_GIVEN EXERCISE 1_
Count the lines in the rows that contain the string "below", treating uppercase and lowercase as different, and reply with the number only.

_PROVIDED PASSAGE_

Moreover, it turns out that the morphism also respects all derived
relations, such as the ones occurring in the boolean lattice induced by the
naturally defined logical consequence relation (of containment) within eash
propositional type.  The net result is that each intensional type may
contain a number of concepts, related by the concept relation to a single
extension; while each of the languages in question obeys the axioms of
extensionality, this device allows to sneak intensionality back in,
represented as a possibility of estabilishing stronger identity conditions
on each ascendant level.  In fact, Church is fond of saying that he views
intensionality as a relative phenomenon conditioned by stronger identity
criteria: propositions vs.  truth-values, individual concepts vs.
individuals, and so on.

It seems evident that, given a model theory developed on the basis of this
structure, one that would assign a transfinite intension to each
individual, function, and predicate constant of the object language,
Putnam's permutation theorem wouldn't go through.  A side effect of this
approach is that meanings are construed as essentially infinite objects, as
should we arbitrarily terminate the intensional assignments at some finite
level of the hierarchy, the permutation trick could be replicated there.
In other words, this approach validates mathematically Frege's principle
that intensions determine extensions.  Furthermore, it can be proved
algebraically that it validates another traditional principle, that
extensions vary inversely with intensions.

_GIVEN INFORMATION_
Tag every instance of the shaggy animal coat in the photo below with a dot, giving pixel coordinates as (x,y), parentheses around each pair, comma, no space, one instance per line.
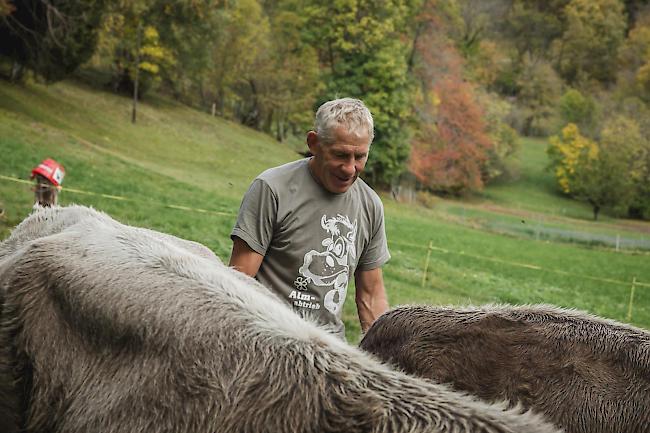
(109,328)
(587,374)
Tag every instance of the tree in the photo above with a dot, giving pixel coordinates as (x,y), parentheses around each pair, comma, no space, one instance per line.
(50,37)
(538,91)
(602,174)
(594,31)
(634,61)
(361,48)
(450,147)
(6,8)
(578,109)
(533,26)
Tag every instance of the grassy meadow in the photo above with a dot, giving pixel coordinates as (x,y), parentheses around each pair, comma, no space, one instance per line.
(183,172)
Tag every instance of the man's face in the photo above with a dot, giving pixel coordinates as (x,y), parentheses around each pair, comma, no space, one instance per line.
(337,165)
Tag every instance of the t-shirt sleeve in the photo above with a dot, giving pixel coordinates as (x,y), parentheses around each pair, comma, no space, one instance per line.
(256,218)
(376,253)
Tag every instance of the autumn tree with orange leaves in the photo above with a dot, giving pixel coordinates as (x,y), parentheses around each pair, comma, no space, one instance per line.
(450,149)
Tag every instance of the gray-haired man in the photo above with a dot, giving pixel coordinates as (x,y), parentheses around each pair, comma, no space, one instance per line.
(305,227)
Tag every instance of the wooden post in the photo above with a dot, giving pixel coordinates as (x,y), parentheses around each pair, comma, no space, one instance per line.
(426,264)
(629,307)
(137,71)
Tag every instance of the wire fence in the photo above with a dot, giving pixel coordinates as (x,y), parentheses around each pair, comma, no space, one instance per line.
(539,231)
(633,284)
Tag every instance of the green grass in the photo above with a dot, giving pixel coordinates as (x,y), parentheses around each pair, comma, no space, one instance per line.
(178,156)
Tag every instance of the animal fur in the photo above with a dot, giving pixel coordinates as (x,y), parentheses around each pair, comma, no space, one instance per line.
(587,374)
(109,328)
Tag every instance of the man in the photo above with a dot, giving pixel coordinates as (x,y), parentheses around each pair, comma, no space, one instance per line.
(305,227)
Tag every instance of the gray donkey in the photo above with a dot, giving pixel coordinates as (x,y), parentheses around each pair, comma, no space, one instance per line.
(586,374)
(109,328)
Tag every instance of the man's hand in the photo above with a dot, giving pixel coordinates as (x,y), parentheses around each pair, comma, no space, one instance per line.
(371,297)
(244,258)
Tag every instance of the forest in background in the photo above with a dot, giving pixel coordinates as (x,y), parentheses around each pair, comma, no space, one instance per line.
(452,84)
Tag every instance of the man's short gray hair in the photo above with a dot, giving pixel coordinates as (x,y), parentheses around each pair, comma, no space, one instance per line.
(348,112)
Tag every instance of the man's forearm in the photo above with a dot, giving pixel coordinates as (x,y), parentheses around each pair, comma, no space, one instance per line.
(370,308)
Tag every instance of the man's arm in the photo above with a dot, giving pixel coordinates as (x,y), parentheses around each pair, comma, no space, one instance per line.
(244,258)
(371,297)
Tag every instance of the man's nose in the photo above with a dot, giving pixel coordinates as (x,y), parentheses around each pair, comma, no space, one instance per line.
(349,167)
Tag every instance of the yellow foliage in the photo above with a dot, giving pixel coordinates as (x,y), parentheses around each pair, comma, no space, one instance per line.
(149,67)
(571,152)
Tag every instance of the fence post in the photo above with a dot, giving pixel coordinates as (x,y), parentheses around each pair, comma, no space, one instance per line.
(426,264)
(629,307)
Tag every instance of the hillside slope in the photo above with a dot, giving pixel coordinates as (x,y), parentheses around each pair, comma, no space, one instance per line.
(183,172)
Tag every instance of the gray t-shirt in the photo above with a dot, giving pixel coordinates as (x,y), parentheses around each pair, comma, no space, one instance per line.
(312,240)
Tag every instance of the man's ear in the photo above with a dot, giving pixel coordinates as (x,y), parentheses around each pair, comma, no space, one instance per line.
(312,142)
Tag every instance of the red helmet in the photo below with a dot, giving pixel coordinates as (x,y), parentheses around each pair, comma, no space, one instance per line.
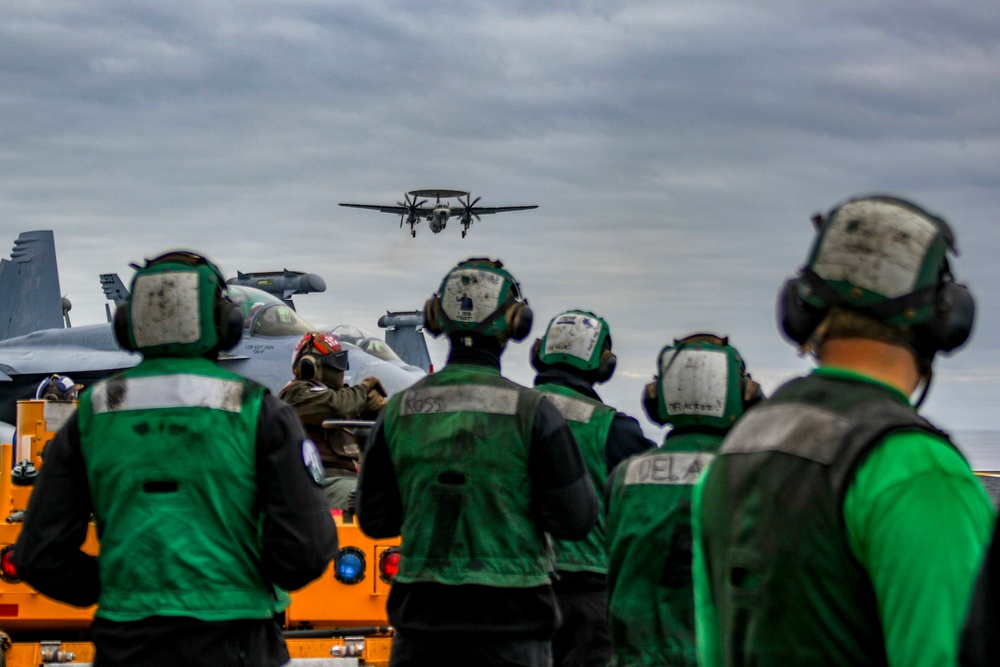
(315,350)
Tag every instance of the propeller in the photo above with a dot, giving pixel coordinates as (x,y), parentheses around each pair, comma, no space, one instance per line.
(469,212)
(411,207)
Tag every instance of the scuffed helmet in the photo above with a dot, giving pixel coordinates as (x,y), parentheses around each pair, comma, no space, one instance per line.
(479,296)
(701,381)
(580,340)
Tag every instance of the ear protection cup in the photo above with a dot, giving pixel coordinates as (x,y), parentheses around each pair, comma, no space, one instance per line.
(651,402)
(120,327)
(519,318)
(606,367)
(796,318)
(951,323)
(432,312)
(752,393)
(228,323)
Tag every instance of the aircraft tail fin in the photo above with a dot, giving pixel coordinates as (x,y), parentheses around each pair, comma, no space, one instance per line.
(405,335)
(30,299)
(114,288)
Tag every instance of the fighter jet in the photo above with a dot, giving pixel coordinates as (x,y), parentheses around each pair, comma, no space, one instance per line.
(30,297)
(411,211)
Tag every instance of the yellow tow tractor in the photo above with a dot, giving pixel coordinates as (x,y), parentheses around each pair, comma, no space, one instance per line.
(339,620)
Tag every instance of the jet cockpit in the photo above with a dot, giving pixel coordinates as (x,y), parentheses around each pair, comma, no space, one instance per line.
(267,315)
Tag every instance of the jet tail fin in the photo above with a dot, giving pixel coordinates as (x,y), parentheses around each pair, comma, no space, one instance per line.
(405,335)
(114,288)
(30,299)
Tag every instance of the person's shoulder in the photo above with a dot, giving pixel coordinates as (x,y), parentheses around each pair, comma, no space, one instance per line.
(906,454)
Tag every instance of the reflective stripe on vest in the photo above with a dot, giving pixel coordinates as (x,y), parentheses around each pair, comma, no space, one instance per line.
(171,391)
(466,398)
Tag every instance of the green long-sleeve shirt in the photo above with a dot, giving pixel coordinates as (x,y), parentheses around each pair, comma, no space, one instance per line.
(919,524)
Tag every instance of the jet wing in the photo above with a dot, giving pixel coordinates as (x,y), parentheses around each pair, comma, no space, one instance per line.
(398,210)
(457,211)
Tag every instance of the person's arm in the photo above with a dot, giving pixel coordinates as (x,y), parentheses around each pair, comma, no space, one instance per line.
(315,403)
(706,619)
(379,504)
(563,499)
(300,536)
(625,439)
(919,522)
(47,554)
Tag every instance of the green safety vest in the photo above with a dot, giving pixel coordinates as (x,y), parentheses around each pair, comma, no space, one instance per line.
(650,587)
(459,442)
(787,587)
(590,421)
(170,452)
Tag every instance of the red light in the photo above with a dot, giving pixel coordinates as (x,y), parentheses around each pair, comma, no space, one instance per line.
(388,564)
(8,572)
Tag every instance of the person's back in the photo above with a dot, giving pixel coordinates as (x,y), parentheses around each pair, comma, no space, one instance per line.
(471,469)
(700,389)
(836,526)
(204,490)
(573,355)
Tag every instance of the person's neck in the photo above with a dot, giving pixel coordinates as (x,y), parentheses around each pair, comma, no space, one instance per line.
(894,365)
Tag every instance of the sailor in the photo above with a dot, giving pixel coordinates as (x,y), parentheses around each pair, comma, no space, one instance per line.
(318,394)
(700,389)
(472,470)
(837,526)
(206,495)
(573,355)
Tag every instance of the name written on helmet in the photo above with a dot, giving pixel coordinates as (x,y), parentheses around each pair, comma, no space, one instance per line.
(695,375)
(471,295)
(573,334)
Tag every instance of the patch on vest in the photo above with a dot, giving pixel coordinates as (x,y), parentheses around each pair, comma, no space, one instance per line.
(695,383)
(573,334)
(312,462)
(571,409)
(459,398)
(875,245)
(471,295)
(672,468)
(164,309)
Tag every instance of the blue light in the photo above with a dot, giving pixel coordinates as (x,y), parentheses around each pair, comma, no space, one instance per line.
(350,567)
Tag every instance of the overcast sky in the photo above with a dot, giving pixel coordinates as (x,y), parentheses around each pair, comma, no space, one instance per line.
(676,151)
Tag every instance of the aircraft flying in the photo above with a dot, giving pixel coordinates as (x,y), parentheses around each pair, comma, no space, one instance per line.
(412,210)
(88,353)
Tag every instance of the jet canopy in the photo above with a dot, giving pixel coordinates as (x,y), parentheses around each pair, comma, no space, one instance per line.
(366,340)
(267,315)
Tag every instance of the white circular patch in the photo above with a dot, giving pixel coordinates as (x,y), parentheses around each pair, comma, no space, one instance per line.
(574,334)
(312,462)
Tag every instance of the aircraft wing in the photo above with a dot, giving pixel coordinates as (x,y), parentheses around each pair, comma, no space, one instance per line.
(457,211)
(398,210)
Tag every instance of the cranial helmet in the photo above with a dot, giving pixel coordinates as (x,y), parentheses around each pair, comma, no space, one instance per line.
(178,307)
(578,339)
(700,381)
(58,388)
(885,258)
(316,351)
(479,296)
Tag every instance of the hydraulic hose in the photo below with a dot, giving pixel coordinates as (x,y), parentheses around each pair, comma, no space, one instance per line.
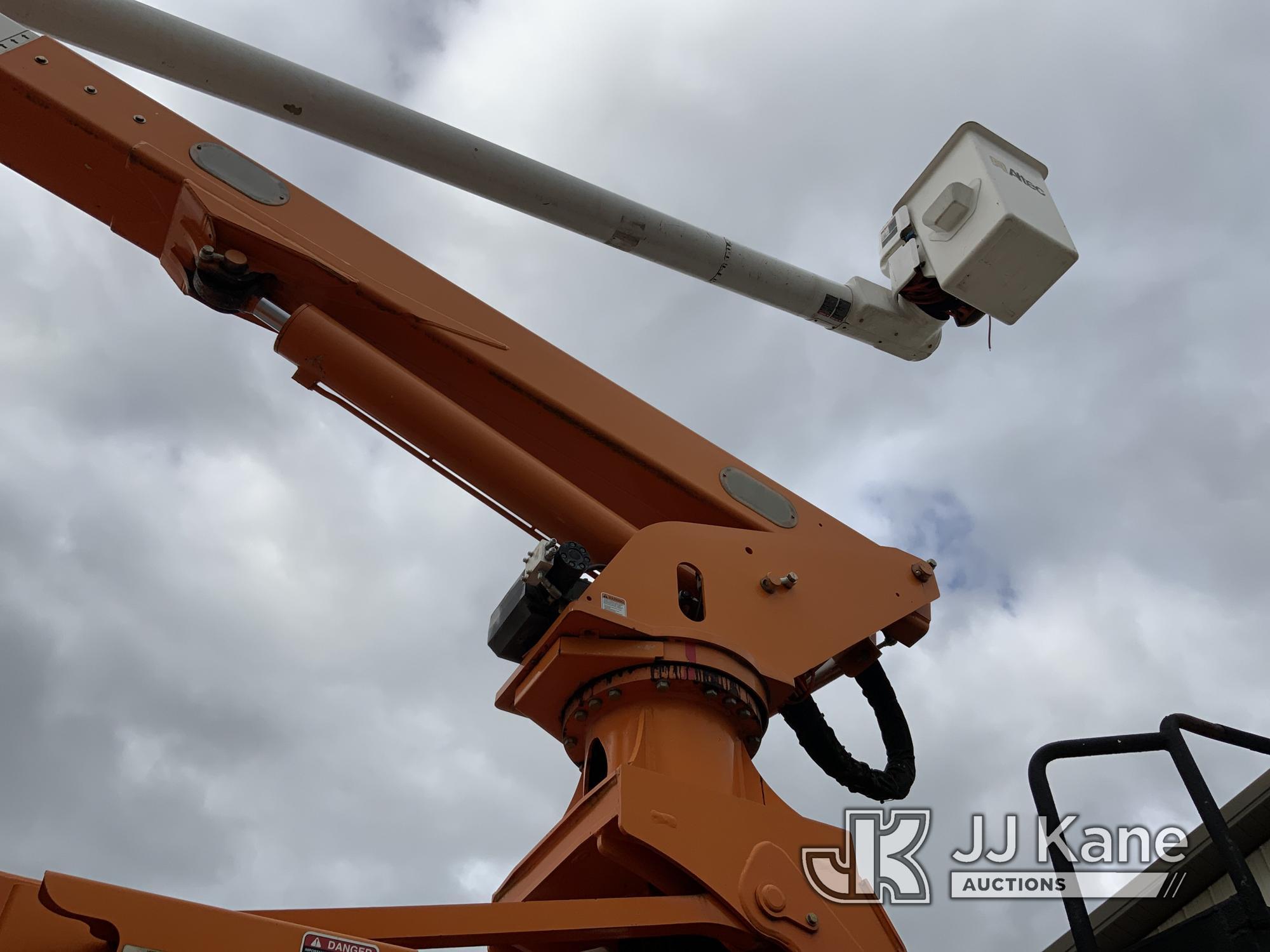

_GIVEN EXERCISE 2_
Please print the stretch of the passage on intensionality from "In other words, this" through "inversely with intensions.", copying it precisely.

_FULL ANSWER 1_
3

_FULL ANSWER 2_
In other words, this approach validates mathematically Frege's principle
that intensions determine extensions.  Furthermore, it can be proved
algebraically that it validates another traditional principle, that
extensions vary inversely with intensions.